START SELECTED EXCERPT
- Born: 1933 present day Ekiti State, Nigeria
- Died: December 22, 1999 (aged 65–66) Ibadan
- Occupations: Political economist, socialist and human right activist, Lecturing
- Spouse: Kehinde Ola

= Ola Oni =

Nigerian marxist political economist and activist

Ola Oni (1933–1999) was a Nigerian marxist political economist, socialist and human right activist. He served as a lecturer at the University of Ibadan. He was the subject of a biographical book by Ebenezer Babatope, titled Student Power in Nigeria (1991).

==Early life==
The anti-military and pro-democracy, Ola Oni hails from Ekiti State southwestern Nigeria where he was born but based in Ibadan, the capital of Oyo State, Nigeria.
He was a lecturer at the University of Ibadan but was sacked due to his radicalism.
Ebenezer Babatope's book, "Student Power in Nigeria" (1956-198), tells the life of Ola Oni.
He died on December 22, 1999, at the University College Hospital, Ibadan.
After his demise, he was immortalized and a social research center, Comrade Ola Oni Centre For Social Research was named after him.

==Personal life==
He was married to Kehinde Ola Oni, a retired civil servant and fellow activist who is now blind.
END SELECTED EXCERPT
PROBLEMS AND TASKS:
**1.** Pull out the passage of the Ola Oni article from "Nigerian marxist political economist and" to "College Hospital, Ibadan.", word for word.
**2.** Answer these questions using the Ola Oni article:
(a) In what hospital did Ola Oni die?
(b) What social research center was named after him?
(c) To whom was he married?
Answer from the Ola Oni article alone.
START RECORD EXCERPTS
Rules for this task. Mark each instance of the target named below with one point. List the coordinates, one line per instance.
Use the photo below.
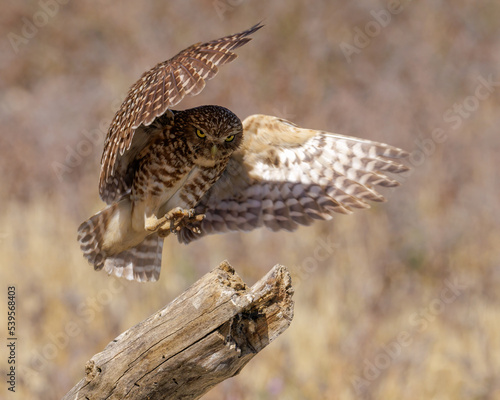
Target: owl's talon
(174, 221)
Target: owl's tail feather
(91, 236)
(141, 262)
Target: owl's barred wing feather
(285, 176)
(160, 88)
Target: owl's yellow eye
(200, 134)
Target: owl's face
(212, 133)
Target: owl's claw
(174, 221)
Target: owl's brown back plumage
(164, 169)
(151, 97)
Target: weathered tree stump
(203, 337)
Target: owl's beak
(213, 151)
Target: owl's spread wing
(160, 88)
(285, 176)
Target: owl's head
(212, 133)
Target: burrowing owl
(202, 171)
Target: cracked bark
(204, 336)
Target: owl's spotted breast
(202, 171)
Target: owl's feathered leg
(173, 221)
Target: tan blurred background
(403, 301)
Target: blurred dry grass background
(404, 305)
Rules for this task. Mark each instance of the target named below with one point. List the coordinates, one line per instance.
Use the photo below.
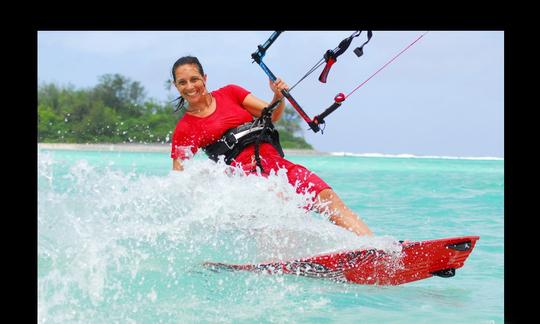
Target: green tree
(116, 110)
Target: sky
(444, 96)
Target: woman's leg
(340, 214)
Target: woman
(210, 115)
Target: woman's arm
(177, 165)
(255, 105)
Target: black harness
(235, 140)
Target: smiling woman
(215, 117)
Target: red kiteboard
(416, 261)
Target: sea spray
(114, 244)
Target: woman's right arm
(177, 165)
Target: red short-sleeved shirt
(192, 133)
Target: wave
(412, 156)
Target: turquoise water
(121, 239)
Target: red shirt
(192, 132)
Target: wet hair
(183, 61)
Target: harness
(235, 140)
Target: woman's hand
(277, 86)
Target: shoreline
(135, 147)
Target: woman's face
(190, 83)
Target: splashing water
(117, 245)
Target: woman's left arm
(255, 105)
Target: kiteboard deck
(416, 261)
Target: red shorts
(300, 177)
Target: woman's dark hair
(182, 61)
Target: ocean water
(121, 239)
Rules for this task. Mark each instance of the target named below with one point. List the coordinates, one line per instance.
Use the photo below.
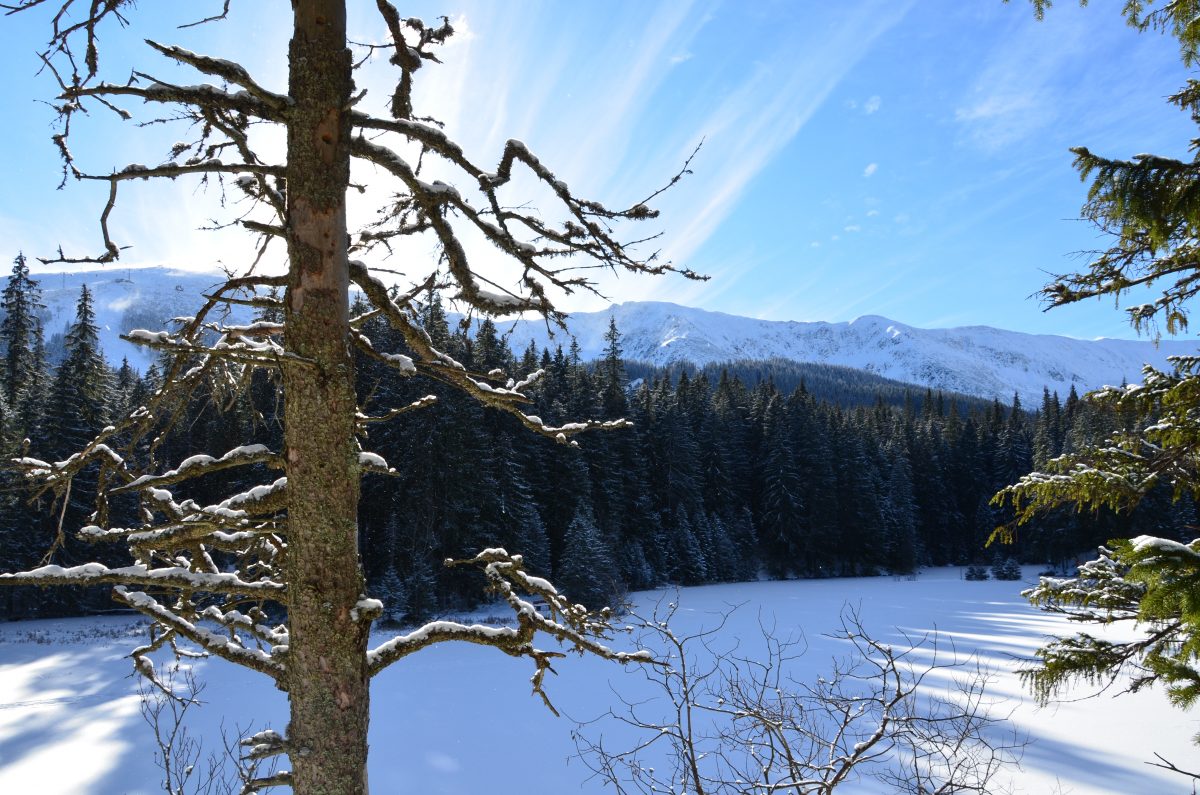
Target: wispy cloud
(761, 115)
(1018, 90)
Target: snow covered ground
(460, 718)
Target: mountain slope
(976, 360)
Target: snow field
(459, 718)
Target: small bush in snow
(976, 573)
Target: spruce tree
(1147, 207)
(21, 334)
END RECORD EXCERPTS
SOLVED PROBLEMS:
**1.**
Nigerian marxist political economist and activist

Ola Oni (1933–1999) was a Nigerian marxist political economist, socialist and human right activist. He served as a lecturer at the University of Ibadan. He was the subject of a biographical book by Ebenezer Babatope, titled Student Power in Nigeria (1991).

==Early life==
The anti-military and pro-democracy, Ola Oni hails from Ekiti State southwestern Nigeria where he was born but based in Ibadan, the capital of Oyo State, Nigeria.
He was a lecturer at the University of Ibadan but was sacked due to his radicalism.
Ebenezer Babatope's book, "Student Power in Nigeria" (1956-198), tells the life of Ola Oni.
He died on December 22, 1999, at the University College Hospital, Ibadan.

**2.**
(a) He died at the University College Hospital, Ibadan.
(b) The Comrade Ola Oni Centre For Social Research was named after him.
(c) He was married to Kehinde Ola Oni, a retired civil servant and fellow activist.